* **RECORDS FOR THIS TASK**
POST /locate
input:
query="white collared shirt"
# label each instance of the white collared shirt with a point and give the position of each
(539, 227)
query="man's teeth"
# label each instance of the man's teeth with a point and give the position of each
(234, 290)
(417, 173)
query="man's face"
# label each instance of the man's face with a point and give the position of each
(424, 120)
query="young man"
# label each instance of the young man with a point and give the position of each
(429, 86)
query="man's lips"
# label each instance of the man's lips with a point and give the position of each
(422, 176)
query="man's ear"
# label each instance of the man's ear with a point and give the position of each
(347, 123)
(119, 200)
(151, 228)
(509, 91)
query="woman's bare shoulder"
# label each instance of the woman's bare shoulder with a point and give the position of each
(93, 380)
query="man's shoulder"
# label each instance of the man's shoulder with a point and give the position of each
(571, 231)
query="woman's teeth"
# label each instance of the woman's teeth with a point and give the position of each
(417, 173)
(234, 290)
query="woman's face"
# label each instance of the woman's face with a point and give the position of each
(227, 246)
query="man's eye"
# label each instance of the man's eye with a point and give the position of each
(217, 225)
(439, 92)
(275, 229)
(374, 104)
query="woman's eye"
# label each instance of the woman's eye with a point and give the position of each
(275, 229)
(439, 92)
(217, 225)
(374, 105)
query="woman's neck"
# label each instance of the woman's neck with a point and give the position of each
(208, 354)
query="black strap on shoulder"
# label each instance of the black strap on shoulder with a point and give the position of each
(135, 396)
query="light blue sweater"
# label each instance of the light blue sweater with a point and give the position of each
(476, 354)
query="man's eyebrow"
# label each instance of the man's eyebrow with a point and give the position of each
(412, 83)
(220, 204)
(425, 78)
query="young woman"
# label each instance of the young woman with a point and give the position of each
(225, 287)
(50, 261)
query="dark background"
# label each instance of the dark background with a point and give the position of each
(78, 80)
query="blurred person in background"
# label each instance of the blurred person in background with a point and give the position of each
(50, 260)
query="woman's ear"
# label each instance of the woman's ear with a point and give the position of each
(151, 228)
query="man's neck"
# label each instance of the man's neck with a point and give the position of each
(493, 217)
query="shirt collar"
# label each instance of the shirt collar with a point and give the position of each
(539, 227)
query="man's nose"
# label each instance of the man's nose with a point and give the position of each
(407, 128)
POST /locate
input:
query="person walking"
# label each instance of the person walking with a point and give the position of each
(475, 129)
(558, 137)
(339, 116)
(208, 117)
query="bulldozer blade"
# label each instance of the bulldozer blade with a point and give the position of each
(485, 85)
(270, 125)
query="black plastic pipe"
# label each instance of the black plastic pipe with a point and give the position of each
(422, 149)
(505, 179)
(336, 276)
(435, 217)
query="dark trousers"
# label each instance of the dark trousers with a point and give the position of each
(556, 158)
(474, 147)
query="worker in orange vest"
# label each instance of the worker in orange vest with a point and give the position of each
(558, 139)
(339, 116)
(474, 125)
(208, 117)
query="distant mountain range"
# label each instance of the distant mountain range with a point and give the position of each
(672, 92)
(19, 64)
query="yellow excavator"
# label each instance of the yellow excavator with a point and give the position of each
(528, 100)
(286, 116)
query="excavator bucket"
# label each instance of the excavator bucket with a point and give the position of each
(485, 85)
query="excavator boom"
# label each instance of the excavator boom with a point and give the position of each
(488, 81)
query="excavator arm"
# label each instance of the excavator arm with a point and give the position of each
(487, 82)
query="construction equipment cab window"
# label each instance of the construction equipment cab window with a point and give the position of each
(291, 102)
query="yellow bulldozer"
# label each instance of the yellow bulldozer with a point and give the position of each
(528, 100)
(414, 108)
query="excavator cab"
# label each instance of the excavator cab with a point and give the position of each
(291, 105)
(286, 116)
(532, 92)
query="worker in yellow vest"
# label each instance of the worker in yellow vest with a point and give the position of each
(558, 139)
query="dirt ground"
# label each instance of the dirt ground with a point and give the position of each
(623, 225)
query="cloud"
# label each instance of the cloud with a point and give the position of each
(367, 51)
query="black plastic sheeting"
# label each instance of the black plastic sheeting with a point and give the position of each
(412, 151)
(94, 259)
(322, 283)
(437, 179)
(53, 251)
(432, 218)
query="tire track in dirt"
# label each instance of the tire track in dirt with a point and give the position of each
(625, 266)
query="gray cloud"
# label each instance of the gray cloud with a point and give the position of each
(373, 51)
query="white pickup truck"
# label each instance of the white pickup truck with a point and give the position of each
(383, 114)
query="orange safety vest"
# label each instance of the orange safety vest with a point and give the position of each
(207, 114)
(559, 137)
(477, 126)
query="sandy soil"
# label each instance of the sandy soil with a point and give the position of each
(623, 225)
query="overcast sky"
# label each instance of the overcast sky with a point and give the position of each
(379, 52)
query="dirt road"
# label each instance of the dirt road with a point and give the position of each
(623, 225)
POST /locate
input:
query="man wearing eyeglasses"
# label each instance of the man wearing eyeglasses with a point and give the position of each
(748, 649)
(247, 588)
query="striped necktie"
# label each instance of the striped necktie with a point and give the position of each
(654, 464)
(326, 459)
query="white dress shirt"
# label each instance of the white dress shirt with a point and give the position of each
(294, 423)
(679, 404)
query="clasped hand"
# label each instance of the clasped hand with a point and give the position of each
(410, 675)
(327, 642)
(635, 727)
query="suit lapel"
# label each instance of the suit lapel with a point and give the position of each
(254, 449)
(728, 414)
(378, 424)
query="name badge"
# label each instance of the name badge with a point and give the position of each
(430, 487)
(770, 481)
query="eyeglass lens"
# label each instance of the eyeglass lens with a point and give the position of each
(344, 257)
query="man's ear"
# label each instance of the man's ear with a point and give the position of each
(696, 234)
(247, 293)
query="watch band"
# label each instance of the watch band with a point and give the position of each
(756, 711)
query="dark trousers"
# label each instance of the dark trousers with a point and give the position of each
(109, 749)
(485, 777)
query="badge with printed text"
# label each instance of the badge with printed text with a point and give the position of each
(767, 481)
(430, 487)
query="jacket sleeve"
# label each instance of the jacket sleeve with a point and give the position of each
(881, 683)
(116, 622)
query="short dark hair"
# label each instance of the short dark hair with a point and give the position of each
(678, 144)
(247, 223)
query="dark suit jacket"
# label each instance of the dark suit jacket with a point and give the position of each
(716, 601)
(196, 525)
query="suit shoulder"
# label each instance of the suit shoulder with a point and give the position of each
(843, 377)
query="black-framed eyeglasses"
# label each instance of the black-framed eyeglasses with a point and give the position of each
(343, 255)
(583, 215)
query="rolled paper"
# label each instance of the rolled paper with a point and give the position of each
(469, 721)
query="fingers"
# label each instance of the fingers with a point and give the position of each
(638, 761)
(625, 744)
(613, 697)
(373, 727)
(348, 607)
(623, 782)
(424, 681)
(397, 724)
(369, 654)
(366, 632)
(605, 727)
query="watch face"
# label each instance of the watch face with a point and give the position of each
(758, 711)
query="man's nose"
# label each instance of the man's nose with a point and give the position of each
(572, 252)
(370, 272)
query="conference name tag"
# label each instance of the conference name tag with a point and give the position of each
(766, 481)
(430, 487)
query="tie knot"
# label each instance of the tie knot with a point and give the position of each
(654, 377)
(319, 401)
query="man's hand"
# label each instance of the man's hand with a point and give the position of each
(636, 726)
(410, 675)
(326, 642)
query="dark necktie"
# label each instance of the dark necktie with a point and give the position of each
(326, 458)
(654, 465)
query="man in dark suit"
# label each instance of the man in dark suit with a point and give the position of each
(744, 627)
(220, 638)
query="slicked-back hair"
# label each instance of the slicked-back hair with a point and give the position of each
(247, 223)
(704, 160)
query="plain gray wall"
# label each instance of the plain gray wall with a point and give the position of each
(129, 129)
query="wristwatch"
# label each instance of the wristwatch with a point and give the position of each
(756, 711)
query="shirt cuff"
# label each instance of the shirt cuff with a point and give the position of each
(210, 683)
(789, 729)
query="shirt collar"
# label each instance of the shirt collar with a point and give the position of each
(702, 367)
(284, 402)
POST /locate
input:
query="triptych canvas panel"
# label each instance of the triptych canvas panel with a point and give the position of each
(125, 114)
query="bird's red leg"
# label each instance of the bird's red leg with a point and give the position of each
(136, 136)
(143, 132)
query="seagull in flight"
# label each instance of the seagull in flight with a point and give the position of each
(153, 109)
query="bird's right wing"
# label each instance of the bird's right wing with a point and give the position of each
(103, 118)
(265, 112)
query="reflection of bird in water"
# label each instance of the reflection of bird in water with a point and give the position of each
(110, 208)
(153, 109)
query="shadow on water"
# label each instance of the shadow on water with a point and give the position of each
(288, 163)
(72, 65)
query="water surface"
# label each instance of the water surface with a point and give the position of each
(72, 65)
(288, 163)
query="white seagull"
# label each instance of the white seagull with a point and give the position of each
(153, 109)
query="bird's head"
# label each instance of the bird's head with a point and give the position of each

* **DESCRIPTION OF THE TASK**
Pick out every line of the data that contains the string "gray" and copy each of those lines.

* **RESPONSE**
query="gray cloud"
# label each instance of the gray cloud with a point and give the position of each
query="plain gray wall"
# label each instance of the plain gray wall with a point and give the position of each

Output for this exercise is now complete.